Provided information ->
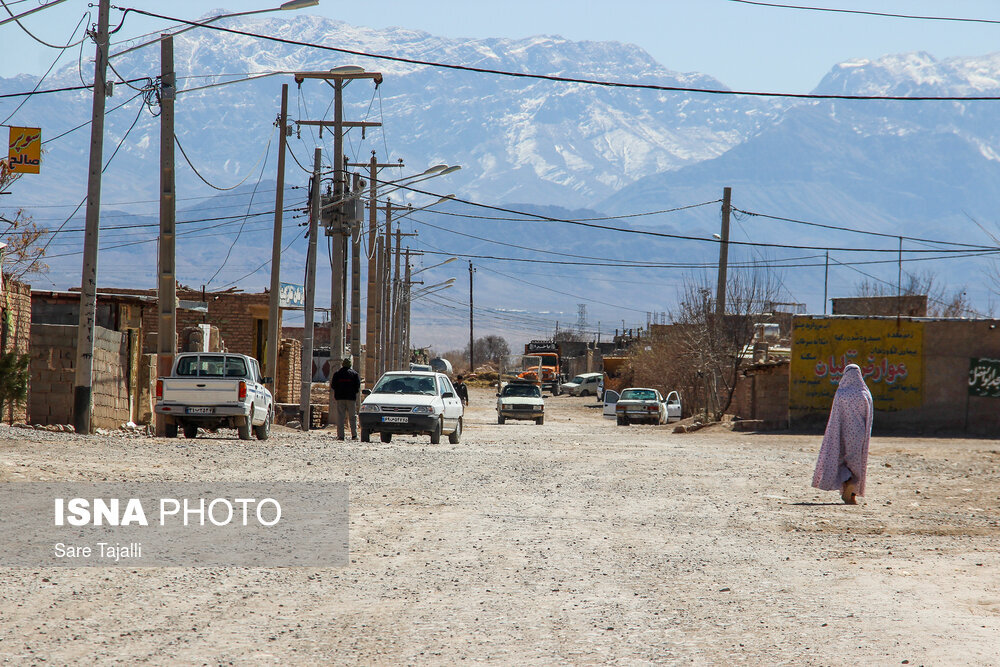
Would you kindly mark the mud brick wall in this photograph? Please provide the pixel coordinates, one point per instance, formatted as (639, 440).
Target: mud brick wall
(288, 384)
(16, 323)
(53, 375)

Task objective ->
In your copy, please omit the pictures and print every line of the records exactly.

Exercise output ->
Would you kindly mark the mud brick wall in this photograph? Please provide the pixel coordinates, one point per instance, formatted as (639, 440).
Target: mud brick wall
(288, 384)
(16, 323)
(53, 375)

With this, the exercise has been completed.